▸ **What you will do**:
• 1. Answer these questions from the post on goseq and MSigDB:
(a) In what format were the MSigDB lists obtained?
(b) What do the lists of categories contain in each category?
(c) Which section of the goseq manual describes the mapping to Ensembl IDs?
• 2. Rewrite the passage of the post on goseq and MSigDB starting with "I am using goseq" and going on through "in each category.", substituting "DE genes" for "differentially expressed genes".

I am using goseq for category testing of differentially expressed genes in my RNA-seq data sets and I wanted to extend it to categories other than the GO categories. Specifically, I wanted to make use of the molecular signatures database (MSigDB). To be clear, I am not trying to do a ranking approach like GSEA. I would simply like to take advantage of the extensive list of categories in MSigDB and perform category testing on my differentially expressed genes. I obtained MSigDB lists in R format from: http://bioinf.wehi.edu.au/software/MSigDB/index.html.
This provides lists of categories which in turn contain vectors of Entrez IDs in each category.
> load("~/MSigDB/human_H_v5p2.rdata") #loaded filename is Hs.H.
> head(Hs.H)
$HALLMARK_TNFA_SIGNALING_VIA_NFKB
[1] "3726" "2920" "467" "4792" "7128" "5743" "2919" "8870" "9308" "6364"
[11] "2921" "23764" "4791" "7127" "1839" "1316" "330" "5329" "7538" "3383"
I processed the MSigDB lists into ensembl ID-mapped format instead of entrez ID (RNA-seq data has Ensembl IDs for feature set) as described in the goseq manual in section 6.6 (KEGG pathway analysis):
library(goseq)

Stored items
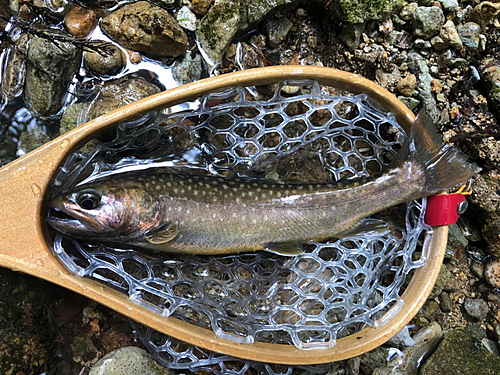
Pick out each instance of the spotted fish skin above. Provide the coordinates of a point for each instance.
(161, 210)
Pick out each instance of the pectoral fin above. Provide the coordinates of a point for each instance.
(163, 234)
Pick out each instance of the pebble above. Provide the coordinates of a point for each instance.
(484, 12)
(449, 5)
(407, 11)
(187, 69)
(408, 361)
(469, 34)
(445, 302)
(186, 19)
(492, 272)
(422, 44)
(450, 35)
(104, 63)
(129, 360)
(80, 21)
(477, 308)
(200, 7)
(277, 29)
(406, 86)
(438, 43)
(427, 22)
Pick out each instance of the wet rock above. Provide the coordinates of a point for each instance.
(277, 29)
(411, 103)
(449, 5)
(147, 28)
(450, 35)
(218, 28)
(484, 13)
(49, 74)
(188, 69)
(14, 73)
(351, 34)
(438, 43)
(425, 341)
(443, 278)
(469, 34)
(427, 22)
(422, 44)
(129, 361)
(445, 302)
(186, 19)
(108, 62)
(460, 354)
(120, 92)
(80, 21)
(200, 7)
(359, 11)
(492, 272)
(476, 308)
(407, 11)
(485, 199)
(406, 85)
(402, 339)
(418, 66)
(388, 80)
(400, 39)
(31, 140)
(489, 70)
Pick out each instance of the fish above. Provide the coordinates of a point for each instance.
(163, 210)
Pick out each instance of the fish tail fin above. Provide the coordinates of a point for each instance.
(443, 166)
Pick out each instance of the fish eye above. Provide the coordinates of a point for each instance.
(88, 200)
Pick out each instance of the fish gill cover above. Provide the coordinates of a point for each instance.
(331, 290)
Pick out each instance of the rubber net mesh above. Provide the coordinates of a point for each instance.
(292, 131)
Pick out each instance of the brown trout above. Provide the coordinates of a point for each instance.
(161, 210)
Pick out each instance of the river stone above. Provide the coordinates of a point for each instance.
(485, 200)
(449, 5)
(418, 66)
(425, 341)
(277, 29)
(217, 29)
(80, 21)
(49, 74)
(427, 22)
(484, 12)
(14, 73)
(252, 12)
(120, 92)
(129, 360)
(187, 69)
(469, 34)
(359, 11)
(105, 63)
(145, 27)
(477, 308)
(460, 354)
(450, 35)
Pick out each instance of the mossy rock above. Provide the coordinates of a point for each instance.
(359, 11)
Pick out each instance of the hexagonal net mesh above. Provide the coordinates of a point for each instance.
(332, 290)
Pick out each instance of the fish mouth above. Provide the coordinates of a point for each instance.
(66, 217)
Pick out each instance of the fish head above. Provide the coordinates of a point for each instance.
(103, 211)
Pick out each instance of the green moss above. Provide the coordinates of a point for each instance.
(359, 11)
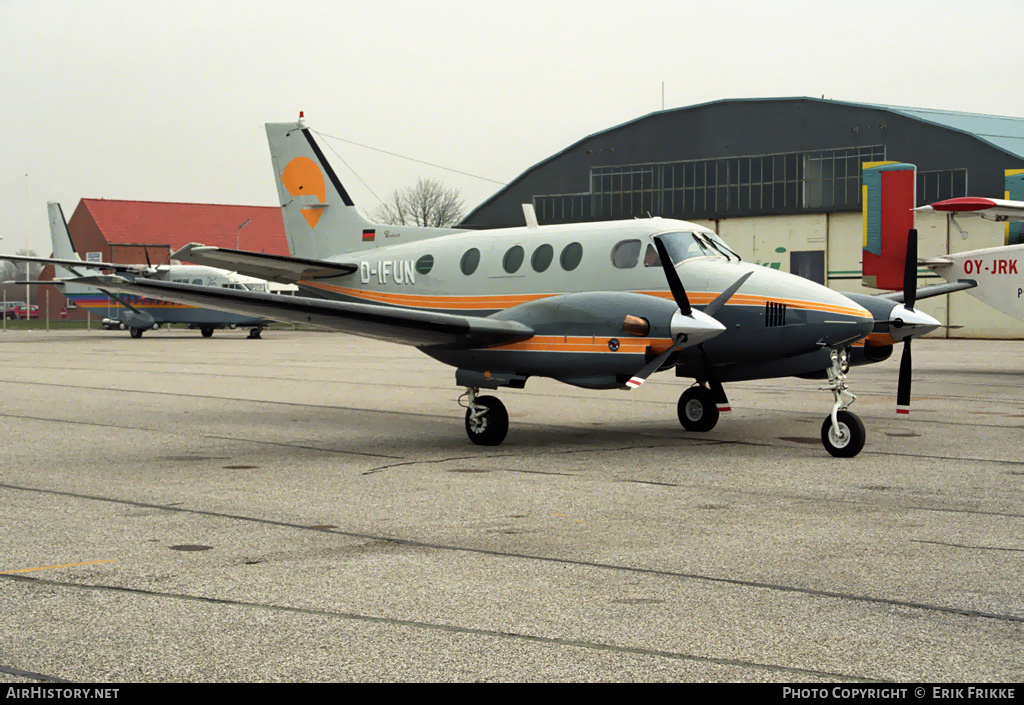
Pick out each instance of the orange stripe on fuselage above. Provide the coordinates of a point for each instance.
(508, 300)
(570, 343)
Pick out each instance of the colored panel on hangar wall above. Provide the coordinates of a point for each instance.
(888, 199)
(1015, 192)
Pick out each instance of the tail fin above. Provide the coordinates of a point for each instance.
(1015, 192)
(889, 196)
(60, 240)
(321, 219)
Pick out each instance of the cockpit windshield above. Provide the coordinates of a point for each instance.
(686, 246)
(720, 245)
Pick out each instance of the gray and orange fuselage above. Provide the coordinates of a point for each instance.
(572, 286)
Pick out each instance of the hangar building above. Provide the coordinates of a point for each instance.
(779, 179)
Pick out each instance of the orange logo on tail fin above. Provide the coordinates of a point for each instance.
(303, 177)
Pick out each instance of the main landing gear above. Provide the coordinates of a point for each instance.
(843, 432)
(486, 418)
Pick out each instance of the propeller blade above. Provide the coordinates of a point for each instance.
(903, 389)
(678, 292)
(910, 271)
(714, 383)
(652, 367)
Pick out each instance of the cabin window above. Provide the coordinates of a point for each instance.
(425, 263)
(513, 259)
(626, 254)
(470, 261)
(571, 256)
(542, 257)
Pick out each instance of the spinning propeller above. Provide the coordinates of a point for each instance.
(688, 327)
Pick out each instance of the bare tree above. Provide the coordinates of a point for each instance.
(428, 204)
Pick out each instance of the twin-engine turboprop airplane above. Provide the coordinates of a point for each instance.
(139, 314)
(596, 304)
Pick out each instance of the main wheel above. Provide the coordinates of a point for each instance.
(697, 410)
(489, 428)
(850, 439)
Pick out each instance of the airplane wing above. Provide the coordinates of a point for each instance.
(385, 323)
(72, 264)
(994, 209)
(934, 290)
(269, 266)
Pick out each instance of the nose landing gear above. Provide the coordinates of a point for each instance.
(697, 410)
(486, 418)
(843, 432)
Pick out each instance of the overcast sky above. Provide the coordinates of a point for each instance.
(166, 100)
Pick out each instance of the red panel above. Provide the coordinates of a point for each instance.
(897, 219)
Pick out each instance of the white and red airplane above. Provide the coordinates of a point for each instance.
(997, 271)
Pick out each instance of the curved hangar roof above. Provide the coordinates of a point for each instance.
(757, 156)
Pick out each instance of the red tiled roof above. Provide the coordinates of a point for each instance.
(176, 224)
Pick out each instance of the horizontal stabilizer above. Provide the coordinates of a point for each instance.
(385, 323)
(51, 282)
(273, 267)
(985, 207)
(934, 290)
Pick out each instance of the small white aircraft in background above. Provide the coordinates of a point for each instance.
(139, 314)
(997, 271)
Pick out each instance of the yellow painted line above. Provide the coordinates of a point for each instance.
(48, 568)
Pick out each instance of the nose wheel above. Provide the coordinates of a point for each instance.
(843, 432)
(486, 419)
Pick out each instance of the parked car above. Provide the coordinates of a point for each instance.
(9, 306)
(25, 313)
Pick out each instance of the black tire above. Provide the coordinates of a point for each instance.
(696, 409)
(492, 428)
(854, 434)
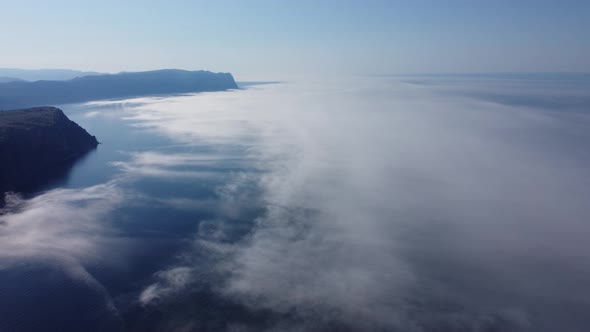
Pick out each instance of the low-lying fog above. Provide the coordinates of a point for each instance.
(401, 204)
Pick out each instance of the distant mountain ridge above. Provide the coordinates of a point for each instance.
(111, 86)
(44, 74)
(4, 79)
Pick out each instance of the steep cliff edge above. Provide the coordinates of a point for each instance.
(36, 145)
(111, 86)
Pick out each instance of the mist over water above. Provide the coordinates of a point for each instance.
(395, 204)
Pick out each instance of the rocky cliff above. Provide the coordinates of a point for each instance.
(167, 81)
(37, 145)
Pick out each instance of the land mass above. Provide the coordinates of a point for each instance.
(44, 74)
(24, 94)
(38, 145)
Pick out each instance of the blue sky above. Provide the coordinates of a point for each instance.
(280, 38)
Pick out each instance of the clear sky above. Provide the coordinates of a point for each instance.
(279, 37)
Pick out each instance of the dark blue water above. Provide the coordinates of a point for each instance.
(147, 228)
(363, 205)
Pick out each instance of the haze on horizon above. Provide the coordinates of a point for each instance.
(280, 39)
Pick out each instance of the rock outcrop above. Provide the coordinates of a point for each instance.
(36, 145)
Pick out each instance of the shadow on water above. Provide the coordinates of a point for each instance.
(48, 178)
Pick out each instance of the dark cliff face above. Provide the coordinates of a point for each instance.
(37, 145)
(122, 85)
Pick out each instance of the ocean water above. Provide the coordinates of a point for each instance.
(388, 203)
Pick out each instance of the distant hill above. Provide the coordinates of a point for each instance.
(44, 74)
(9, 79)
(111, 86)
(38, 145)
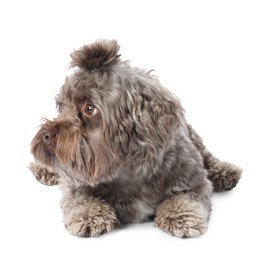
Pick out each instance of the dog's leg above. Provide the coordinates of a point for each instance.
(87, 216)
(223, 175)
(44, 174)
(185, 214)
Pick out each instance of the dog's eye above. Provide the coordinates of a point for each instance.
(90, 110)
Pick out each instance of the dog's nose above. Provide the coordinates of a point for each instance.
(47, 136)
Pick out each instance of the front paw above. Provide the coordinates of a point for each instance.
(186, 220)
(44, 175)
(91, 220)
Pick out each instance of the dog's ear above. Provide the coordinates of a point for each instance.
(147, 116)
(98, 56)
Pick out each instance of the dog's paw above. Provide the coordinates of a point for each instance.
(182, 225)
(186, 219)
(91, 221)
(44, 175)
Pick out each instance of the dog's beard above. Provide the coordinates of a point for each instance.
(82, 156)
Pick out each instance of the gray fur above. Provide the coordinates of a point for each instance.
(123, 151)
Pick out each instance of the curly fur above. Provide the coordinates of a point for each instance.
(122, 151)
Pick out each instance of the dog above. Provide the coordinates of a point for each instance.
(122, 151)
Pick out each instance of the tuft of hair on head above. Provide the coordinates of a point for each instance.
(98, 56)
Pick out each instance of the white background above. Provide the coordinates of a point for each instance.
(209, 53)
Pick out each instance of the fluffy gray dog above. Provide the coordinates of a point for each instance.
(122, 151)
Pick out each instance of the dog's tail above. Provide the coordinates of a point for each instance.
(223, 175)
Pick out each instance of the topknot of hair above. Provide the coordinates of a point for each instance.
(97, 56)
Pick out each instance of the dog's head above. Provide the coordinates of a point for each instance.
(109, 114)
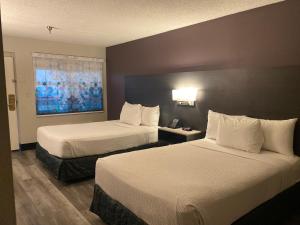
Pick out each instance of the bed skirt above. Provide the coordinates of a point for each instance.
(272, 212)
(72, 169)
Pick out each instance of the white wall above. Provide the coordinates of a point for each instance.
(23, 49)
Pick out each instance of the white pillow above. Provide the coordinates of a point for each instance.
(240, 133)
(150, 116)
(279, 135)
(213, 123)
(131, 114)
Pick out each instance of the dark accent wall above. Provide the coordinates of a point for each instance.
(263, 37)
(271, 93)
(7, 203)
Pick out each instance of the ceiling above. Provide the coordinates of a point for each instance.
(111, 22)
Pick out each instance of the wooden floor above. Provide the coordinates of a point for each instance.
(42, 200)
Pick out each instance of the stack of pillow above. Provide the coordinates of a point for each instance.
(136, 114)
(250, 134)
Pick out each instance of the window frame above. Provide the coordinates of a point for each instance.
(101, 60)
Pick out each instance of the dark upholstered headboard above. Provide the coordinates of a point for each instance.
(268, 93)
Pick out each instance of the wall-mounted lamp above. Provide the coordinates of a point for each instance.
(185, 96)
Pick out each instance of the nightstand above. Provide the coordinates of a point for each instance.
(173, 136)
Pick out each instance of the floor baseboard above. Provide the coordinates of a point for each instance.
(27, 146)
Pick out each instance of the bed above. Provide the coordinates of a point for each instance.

▸ **Answer section**:
• 1.
(a) R format.
(b) Vectors of Entrez IDs.
(c) Section 6.6 (KEGG pathway analysis).

• 2.
I am using goseq for category testing of DE genes in my RNA-seq data sets and I wanted to extend it to categories other than the GO categories. Specifically, I wanted to make use of the molecular signatures database (MSigDB). To be clear, I am not trying to do a ranking approach like GSEA. I would simply like to take advantage of the extensive list of categories in MSigDB and perform category testing on my DE genes. I obtained MSigDB lists in R format from: http://bioinf.wehi.edu.au/software/MSigDB/index.html.
This provides lists of categories which in turn contain vectors of Entrez IDs in each category.